___ Input data ___

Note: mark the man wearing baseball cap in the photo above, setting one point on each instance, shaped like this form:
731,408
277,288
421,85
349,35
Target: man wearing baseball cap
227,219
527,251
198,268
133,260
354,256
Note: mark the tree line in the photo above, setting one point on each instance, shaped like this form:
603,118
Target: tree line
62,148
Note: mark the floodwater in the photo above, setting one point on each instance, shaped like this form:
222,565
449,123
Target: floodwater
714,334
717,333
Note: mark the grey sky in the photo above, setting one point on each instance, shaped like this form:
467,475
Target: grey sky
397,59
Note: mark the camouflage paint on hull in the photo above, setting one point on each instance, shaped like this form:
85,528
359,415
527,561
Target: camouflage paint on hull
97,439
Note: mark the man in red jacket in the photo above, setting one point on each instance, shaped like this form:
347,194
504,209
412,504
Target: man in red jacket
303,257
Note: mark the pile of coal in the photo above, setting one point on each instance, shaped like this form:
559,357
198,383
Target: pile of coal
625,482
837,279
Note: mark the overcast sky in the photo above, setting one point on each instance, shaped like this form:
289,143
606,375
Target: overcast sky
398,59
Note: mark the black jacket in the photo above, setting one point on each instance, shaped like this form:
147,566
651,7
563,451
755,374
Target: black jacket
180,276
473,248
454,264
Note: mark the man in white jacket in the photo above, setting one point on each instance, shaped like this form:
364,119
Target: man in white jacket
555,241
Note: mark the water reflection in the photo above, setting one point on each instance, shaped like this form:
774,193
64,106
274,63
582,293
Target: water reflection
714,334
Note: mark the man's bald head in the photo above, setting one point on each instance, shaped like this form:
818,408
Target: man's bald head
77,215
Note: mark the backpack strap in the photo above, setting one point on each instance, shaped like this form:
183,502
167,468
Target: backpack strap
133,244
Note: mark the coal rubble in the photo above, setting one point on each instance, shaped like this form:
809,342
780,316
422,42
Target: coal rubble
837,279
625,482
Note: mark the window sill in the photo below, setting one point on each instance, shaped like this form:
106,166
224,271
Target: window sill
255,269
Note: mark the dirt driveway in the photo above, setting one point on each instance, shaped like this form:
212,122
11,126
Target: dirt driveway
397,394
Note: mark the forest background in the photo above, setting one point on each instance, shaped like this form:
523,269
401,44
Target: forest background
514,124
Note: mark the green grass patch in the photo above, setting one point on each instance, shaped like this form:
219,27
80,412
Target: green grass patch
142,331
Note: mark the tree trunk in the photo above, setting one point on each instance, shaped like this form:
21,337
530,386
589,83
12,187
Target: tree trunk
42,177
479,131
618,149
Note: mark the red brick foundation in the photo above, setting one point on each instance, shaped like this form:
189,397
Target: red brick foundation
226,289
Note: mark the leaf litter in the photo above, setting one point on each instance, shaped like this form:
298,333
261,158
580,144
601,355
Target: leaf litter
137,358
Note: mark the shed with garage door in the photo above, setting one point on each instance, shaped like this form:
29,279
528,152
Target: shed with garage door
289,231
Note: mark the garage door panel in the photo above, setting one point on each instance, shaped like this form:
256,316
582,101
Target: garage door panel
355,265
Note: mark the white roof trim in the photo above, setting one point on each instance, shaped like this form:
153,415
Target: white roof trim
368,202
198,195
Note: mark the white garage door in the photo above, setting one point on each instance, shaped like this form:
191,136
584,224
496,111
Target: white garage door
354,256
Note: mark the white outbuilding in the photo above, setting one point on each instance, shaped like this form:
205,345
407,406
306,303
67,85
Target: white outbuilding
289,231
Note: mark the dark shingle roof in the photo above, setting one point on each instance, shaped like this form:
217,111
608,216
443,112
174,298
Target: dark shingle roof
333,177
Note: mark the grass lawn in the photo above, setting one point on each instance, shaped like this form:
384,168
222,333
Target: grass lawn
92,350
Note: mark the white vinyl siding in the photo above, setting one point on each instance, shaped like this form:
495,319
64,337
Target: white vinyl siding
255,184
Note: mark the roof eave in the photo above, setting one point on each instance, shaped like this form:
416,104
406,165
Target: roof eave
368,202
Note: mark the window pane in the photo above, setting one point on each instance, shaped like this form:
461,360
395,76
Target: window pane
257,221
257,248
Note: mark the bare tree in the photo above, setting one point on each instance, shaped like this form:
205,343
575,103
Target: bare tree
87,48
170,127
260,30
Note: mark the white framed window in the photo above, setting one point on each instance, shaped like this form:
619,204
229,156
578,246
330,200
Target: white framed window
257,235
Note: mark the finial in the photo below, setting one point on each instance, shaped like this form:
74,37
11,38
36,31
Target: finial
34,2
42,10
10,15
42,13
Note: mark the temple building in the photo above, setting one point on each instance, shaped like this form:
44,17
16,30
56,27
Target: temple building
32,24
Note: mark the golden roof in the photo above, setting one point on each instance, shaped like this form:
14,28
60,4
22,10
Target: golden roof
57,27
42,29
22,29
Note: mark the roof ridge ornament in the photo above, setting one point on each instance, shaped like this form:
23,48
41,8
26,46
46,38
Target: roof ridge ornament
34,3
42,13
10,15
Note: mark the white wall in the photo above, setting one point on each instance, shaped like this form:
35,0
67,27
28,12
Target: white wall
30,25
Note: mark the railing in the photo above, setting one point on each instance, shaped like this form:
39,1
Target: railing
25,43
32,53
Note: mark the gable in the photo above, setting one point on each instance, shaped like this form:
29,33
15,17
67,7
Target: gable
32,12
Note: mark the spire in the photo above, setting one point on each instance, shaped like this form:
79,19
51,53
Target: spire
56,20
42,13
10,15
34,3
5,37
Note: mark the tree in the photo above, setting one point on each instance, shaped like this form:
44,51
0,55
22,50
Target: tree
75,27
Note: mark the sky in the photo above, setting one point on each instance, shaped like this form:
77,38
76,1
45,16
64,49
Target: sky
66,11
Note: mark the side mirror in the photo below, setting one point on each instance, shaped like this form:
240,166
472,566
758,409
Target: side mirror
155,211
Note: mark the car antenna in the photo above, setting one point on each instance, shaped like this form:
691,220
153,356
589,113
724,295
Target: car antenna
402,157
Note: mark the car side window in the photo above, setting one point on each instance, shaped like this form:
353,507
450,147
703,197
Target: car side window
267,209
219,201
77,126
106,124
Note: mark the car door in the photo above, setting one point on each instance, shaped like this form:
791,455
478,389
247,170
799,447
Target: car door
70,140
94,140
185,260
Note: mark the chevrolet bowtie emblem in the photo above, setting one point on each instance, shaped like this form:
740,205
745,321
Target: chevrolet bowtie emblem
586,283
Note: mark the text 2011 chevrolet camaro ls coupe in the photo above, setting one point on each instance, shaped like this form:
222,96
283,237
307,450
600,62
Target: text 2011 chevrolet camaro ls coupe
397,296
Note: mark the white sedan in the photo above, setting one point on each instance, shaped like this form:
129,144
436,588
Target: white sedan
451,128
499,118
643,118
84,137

___

Problem.
Which lines above carry the string "below"? Copy those lines.

Task solution.
Note: mark the window sill in the photo below, setting one point on each instance, shaped like this form:
Note: mark the finial in the photo below, setting one point on each instance, shaped like this form:
Note: mark the side mirror in the photo below, setting one point on each instance, shaped like this form:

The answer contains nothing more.